## Exercise A
Shorten the paragraph in the article on UK house prices that begins "However, separate data released on Friday" and keep its main facts.
## Exercise B
Write the next part of the article on UK house prices, picking up after its final sentence.

## Text
/---

Stay informed with free updates
Simply sign up to the UK house prices myFT Digest — delivered directly to your inbox.
UK house prices returned to growth in May despite a rise in mortgage rates that has damped the recovery, according to data published on Friday.
The lender Nationwide said house prices increased by 0.4 per cent between April and May, following two consecutive months of decline, taking the annual rate of growth to 1.3 per cent.
Robert Gardner, Nationwide’s chief economist, said the market was “showing signs of resilience” as stronger real wage growth bolstered consumer confidence — despite a recent rise in quoted mortgage rates as hopes of an imminent interest rate cut by the Bank of England faded.
However, separate data released on Friday by the BoE suggested consumers were acting cautiously, with mortgage approvals falling slightly in April, consumer credit dropping sharply and households depositing a record £11.7bn into tax-free ISAs before the annual deadline.
Analysts said the drop in consumer credit, from £1.4bn in March to £0.7bn in April, was partly the result of bad weather that had put off shoppers and had potentially deterred house-hunters from viewing properties.
Rob Wood, chief UK economist at consultancy Pantheon Macroeconomics, said consumers were already putting aside enough of their income to rebuild savings and would soon be “willing to spend more”. He added that higher mortgage rates had “slowed the housing market but not derailed it”.
Investors are now betting that Britain’s central bank will cut interest rates only once in 2024 as inflation has proved stickier than expected, falling by less than predicted to 2.3 per cent last month. The BoE’s benchmark interest rate stands at a 16-year high of 5.25 per cent.
The interest rate quoted on a typical two-year fixed-rate mortgage fell to 4.73 per cent in January but has risen back to 5 per cent in recent weeks, limiting the scope for the housing market to recover.
The BoE data on Friday suggested this rise in quoted mortgage rates had damped a housing market recovery.

\---

## Data rows

/---

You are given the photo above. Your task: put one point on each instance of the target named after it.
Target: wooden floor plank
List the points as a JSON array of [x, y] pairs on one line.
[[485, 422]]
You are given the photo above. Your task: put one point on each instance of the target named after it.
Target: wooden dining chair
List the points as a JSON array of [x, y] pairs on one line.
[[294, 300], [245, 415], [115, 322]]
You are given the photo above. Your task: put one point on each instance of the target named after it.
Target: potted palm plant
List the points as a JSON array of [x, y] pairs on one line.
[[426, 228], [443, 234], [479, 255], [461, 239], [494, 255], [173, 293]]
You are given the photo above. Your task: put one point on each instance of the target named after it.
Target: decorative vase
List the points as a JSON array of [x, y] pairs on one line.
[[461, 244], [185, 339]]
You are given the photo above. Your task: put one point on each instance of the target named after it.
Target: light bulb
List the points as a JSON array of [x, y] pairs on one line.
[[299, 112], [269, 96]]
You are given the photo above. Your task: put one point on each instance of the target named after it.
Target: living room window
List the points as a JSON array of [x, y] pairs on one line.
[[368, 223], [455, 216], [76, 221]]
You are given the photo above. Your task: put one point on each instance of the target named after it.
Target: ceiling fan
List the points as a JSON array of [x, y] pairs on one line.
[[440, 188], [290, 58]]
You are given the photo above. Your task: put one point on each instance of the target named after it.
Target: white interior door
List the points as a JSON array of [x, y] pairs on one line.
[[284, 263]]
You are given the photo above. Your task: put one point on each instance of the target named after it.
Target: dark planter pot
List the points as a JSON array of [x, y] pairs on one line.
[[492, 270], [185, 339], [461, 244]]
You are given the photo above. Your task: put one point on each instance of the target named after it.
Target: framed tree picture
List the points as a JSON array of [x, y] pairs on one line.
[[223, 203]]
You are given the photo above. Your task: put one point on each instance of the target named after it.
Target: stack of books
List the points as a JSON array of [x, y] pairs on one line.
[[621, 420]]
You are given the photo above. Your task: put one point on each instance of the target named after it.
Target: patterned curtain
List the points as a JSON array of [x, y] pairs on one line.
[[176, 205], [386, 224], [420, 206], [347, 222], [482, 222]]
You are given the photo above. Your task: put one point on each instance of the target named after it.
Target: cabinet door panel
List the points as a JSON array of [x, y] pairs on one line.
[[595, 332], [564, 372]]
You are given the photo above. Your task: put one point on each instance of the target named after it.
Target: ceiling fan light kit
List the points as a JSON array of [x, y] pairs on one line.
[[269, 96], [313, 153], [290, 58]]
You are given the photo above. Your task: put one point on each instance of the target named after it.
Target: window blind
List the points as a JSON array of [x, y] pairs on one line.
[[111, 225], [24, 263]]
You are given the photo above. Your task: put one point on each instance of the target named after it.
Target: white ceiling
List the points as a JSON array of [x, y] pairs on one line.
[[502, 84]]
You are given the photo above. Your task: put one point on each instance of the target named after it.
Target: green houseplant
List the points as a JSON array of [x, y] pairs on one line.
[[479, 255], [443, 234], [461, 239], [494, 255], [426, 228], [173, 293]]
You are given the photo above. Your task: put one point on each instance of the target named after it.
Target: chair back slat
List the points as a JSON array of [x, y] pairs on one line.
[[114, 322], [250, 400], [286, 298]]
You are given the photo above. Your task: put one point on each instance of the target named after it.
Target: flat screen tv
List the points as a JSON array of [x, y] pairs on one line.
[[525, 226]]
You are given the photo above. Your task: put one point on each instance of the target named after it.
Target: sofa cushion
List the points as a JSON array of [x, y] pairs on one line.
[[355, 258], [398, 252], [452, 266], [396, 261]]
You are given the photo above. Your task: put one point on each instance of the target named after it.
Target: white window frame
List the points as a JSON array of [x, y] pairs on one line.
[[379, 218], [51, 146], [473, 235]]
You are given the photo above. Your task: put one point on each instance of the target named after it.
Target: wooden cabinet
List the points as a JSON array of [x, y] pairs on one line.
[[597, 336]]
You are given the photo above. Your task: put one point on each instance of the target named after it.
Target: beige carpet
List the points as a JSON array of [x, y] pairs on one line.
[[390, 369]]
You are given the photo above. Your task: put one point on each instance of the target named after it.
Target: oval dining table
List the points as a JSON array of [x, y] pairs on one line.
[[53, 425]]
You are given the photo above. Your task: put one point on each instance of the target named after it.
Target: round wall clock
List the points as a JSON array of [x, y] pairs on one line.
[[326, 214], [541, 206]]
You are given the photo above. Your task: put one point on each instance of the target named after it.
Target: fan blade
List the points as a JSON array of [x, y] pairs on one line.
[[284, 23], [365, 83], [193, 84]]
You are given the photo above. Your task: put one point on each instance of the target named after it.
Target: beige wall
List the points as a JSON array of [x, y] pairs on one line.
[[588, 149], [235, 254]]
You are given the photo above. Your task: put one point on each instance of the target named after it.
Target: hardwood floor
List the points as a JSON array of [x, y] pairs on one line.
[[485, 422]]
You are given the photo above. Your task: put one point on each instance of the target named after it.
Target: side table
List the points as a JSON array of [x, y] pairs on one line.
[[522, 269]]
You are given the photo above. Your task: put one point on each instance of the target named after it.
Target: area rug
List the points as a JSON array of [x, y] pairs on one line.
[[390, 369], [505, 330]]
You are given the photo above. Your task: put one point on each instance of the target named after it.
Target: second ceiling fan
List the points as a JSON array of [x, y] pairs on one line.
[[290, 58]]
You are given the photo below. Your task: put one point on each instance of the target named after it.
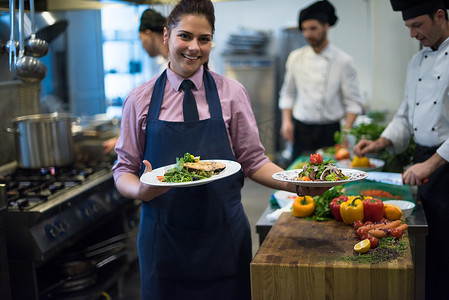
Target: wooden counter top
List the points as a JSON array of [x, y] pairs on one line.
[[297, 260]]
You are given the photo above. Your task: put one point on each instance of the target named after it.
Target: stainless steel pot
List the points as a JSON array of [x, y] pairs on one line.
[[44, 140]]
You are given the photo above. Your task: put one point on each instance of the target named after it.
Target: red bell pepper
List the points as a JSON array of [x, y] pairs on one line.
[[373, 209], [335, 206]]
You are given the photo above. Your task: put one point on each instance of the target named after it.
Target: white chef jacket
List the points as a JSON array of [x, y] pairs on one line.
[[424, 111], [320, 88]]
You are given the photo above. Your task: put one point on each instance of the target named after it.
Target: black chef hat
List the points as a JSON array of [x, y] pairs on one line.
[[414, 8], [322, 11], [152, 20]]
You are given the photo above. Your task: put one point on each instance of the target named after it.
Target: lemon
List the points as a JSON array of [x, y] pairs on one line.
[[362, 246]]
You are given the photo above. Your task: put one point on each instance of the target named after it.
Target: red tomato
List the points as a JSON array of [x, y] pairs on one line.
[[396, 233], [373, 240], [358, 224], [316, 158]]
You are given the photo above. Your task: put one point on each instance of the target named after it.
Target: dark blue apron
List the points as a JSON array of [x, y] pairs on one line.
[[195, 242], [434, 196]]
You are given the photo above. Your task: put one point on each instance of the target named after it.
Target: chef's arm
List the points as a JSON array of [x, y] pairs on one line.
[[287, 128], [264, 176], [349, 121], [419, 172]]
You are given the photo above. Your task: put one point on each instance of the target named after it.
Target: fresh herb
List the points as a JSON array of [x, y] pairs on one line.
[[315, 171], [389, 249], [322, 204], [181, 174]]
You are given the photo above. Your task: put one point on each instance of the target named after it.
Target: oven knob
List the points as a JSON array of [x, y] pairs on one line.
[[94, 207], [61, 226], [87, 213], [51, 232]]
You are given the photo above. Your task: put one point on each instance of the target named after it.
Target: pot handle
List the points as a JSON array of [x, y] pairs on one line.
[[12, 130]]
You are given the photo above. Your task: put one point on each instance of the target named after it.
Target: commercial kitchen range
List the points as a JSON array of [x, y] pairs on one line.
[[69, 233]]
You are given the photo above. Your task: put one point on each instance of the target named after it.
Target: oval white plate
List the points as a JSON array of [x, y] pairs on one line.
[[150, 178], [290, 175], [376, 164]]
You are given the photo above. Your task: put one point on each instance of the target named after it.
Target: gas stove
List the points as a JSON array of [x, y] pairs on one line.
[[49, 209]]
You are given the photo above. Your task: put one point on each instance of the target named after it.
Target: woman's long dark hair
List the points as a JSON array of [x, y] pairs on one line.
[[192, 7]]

\---

## Output A
Separate Bank of England data released on Friday pointed to cautious consumers. Mortgage approvals fell slightly in April, consumer credit dropped sharply, and households put a record £11.7bn into tax-free ISAs before the annual deadline.

## Output B
The central bank reported 61,100 net mortgage approvals for house purchase in April, a slight drop from March’s figure of 61,263, showing that a recovery in activity that began last autumn had come to a halt.
Net mortgage lending rose from £0.5bn in March to £2.4bn in April, the BoE said, but analysts noted that this would result from mortgages approved earlier in the year, when rates were lower.
The BoE said the “effective” interest rate — the rate actually paid on new mortgages — was still only marginally higher in April at 4.74 per cent.
Andrew Wishart, analyst at consultancy Capital Economics, said the big picture remained one of a stagnant market that was unlikely to regain momentum until the BoE began reducing interest rates.
“Taking a step back, house prices have been flat for a year and a half, with the slight increase in May leaving them in line with their January 2023 level,” he said.
Wishart added that prices could slip “modestly” in the next few months, given signs that more homes were coming up for sale and mortgage rates were still high.
Gardner said the general election in July was unlikely to prevent a recovery in prices given Nationwide’s analysis of house price movements before and after previous polls.
“Past general elections do not appear to have generated volatility in house prices or resulted in a significant change . . . Broader economic trends appeared to dominate any immediate election-related impacts,” he said, adding that it was less clear whether activity might be affected.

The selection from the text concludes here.